[Stored dataset rows]
■ ■ ■ ■
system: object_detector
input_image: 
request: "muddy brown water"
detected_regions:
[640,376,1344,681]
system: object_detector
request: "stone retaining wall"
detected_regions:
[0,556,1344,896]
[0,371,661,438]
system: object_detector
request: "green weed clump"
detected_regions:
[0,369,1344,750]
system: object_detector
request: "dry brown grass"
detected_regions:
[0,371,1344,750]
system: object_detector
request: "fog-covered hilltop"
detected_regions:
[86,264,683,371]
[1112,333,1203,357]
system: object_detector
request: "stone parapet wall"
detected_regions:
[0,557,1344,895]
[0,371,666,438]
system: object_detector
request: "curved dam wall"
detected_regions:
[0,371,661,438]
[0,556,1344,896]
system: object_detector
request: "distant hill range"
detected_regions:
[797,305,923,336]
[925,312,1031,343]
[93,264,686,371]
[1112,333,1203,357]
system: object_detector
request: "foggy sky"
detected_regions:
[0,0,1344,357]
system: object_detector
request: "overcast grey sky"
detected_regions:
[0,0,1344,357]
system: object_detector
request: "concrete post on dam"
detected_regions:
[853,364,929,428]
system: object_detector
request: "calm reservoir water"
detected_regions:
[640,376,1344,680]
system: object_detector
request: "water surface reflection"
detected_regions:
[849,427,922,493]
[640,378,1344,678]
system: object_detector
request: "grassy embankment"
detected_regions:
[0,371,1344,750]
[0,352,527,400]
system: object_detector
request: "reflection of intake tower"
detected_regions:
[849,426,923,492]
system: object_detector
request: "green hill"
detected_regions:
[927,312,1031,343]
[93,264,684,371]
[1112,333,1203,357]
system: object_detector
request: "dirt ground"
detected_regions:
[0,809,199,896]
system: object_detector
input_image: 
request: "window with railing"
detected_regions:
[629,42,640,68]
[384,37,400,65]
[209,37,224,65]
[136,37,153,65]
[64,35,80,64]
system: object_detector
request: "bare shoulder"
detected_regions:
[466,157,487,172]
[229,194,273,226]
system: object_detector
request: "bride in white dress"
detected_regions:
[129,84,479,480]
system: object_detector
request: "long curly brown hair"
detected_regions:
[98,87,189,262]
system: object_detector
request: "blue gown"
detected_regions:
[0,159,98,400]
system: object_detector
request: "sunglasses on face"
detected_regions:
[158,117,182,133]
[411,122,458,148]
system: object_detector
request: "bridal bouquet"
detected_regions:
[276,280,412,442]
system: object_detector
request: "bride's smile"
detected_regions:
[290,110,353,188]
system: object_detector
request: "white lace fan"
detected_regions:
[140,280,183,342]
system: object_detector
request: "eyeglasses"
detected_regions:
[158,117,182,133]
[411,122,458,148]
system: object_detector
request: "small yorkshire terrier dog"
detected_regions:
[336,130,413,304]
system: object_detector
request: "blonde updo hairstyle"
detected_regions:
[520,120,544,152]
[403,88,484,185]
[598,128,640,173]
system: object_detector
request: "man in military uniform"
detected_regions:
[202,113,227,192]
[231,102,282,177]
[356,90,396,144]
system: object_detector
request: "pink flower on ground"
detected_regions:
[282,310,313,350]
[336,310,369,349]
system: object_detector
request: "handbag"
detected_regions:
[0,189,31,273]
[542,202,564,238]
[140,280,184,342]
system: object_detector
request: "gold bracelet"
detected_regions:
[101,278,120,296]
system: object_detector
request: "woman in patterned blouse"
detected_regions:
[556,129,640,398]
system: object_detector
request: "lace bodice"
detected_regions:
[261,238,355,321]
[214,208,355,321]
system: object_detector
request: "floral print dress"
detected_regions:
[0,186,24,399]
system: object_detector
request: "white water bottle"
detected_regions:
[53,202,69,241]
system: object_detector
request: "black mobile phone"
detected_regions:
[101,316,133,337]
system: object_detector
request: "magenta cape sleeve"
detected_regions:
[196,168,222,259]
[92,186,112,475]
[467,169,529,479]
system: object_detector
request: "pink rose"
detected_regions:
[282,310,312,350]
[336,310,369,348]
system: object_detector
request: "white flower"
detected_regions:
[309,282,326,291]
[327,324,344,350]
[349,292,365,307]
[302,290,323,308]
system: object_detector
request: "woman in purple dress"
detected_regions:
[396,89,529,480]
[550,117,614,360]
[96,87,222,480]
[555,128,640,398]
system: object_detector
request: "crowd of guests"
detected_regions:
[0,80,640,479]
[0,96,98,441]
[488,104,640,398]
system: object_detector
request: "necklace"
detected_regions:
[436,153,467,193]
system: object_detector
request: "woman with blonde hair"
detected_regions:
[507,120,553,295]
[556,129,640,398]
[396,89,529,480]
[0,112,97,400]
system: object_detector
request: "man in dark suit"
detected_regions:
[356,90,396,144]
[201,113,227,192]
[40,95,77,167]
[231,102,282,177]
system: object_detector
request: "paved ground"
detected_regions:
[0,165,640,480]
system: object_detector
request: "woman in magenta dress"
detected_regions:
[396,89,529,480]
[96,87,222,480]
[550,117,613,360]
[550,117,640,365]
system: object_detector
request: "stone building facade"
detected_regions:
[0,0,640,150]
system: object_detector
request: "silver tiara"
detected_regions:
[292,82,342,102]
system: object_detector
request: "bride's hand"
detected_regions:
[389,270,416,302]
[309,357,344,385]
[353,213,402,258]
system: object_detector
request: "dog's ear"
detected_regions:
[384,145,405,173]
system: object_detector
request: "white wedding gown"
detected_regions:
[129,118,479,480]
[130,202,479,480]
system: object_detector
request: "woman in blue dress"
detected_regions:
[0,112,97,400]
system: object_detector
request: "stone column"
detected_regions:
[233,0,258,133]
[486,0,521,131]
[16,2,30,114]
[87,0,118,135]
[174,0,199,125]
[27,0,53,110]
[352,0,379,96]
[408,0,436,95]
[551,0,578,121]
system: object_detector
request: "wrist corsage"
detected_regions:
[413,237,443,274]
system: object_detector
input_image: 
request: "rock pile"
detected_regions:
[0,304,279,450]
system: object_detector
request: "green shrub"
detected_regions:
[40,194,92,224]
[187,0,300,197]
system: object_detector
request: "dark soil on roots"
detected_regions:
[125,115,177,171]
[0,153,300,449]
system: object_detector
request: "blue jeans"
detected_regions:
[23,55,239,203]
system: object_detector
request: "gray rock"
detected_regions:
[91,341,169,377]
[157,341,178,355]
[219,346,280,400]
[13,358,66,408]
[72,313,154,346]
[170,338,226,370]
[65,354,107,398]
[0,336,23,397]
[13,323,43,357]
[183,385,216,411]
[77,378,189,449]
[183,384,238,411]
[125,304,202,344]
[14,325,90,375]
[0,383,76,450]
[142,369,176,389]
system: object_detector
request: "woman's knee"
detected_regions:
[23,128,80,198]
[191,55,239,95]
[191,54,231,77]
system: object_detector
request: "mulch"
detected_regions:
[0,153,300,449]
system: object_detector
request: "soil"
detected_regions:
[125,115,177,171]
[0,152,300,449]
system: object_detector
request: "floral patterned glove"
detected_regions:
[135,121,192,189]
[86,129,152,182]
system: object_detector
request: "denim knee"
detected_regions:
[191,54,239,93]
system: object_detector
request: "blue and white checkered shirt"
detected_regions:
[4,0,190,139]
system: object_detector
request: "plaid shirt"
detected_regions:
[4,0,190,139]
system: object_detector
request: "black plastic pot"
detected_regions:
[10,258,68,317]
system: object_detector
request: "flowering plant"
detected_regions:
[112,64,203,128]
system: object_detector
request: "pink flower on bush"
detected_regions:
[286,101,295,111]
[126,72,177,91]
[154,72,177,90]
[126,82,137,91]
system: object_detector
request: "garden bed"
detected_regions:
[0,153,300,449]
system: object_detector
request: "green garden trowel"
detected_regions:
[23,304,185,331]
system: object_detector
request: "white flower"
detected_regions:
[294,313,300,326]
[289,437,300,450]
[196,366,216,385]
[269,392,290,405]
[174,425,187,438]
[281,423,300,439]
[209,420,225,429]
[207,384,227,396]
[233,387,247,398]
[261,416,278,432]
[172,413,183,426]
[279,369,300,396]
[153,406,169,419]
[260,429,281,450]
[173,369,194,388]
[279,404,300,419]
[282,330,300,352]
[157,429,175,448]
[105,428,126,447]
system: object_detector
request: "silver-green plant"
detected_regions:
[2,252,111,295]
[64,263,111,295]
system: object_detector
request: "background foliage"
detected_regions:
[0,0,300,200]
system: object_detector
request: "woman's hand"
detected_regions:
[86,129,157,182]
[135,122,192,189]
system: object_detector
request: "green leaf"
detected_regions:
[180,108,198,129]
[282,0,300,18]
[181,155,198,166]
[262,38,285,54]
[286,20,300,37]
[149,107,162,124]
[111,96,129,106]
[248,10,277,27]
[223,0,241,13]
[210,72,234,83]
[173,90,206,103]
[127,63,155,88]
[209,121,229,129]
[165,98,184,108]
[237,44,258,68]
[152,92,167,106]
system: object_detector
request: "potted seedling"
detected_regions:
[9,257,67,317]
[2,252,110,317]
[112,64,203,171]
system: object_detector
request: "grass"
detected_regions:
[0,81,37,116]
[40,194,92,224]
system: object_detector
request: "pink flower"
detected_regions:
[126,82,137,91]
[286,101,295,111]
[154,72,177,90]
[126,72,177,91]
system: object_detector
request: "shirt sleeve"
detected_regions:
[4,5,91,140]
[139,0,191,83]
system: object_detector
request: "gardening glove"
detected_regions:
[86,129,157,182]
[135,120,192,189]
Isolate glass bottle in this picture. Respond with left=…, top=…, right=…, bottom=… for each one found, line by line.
■ ■ ■ ■
**EXERCISE REQUIREMENTS**
Copy the rows word for word, from the start of the rows through the line that contains "[0,371,666,438]", with both ends included. Output nothing else.

**EXERCISE RESPONSE**
system: object_detector
input_image: 
request: "muddy brown water"
detected_regions:
[640,376,1344,681]
system: object_detector
request: "stone retaining wall"
detected_regions:
[0,556,1344,896]
[0,371,661,438]
system: object_detector
request: "green weed clump"
detected_regions:
[0,369,1344,750]
system: object_detector
request: "dry brown grass"
detected_regions:
[0,371,1344,750]
system: object_detector
request: "fog-covered hilltop"
detected_regions:
[86,264,683,371]
[1112,333,1203,357]
system: object_detector
request: "stone parapet wall"
detected_regions:
[0,557,1344,895]
[0,371,666,438]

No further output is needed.